DATASET RECORDS:
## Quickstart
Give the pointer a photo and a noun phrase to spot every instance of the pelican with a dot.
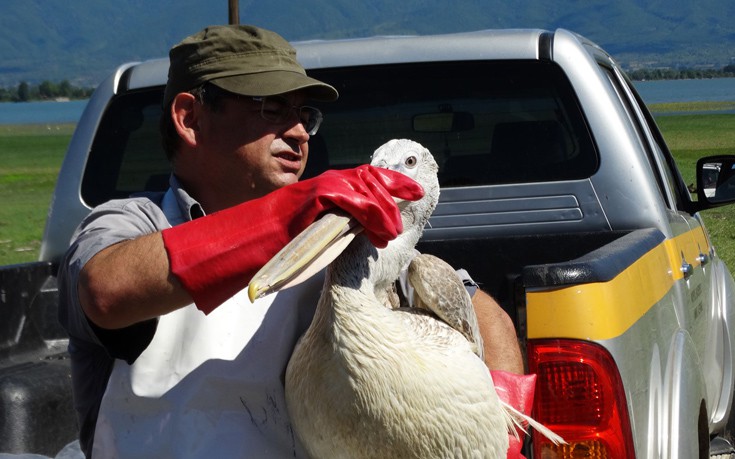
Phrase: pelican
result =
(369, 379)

* * *

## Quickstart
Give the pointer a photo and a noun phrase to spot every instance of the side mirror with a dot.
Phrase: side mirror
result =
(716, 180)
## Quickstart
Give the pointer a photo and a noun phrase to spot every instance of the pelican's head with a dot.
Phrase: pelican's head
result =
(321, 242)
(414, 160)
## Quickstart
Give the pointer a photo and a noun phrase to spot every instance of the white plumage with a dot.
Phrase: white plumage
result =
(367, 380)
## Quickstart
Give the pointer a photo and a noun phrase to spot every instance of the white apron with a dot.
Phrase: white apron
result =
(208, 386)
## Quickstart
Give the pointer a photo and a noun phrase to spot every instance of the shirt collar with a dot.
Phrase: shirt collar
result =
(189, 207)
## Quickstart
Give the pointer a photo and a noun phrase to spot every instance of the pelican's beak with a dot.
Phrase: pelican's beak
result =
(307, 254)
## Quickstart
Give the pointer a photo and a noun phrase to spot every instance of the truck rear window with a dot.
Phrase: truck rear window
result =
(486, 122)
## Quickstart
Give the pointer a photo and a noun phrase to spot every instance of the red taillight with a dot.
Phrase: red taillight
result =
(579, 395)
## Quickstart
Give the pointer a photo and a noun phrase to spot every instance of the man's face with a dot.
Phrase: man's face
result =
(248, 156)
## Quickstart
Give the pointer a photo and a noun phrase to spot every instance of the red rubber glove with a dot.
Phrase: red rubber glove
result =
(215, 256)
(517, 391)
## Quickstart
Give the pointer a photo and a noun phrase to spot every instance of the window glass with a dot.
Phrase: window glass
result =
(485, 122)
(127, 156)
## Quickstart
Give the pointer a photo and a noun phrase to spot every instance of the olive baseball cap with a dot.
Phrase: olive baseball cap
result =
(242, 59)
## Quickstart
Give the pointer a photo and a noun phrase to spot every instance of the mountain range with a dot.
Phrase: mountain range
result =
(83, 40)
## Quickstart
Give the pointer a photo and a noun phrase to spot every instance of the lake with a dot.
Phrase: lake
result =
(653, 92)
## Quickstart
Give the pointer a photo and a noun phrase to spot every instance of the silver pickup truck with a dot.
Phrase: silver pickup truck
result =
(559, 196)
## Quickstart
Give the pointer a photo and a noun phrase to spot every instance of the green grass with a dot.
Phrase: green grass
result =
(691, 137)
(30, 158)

--

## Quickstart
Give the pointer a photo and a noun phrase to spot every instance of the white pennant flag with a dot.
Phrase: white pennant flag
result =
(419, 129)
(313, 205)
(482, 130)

GOAL OF THE EXERCISE: Which lines of the listing contain the string "olive"? Copy each of them.

RESULT OF THE TASK:
Give the pointer a photo and a noun phrase to spot every instance of the olive baseball cap with a dot.
Phrase: olive baseball cap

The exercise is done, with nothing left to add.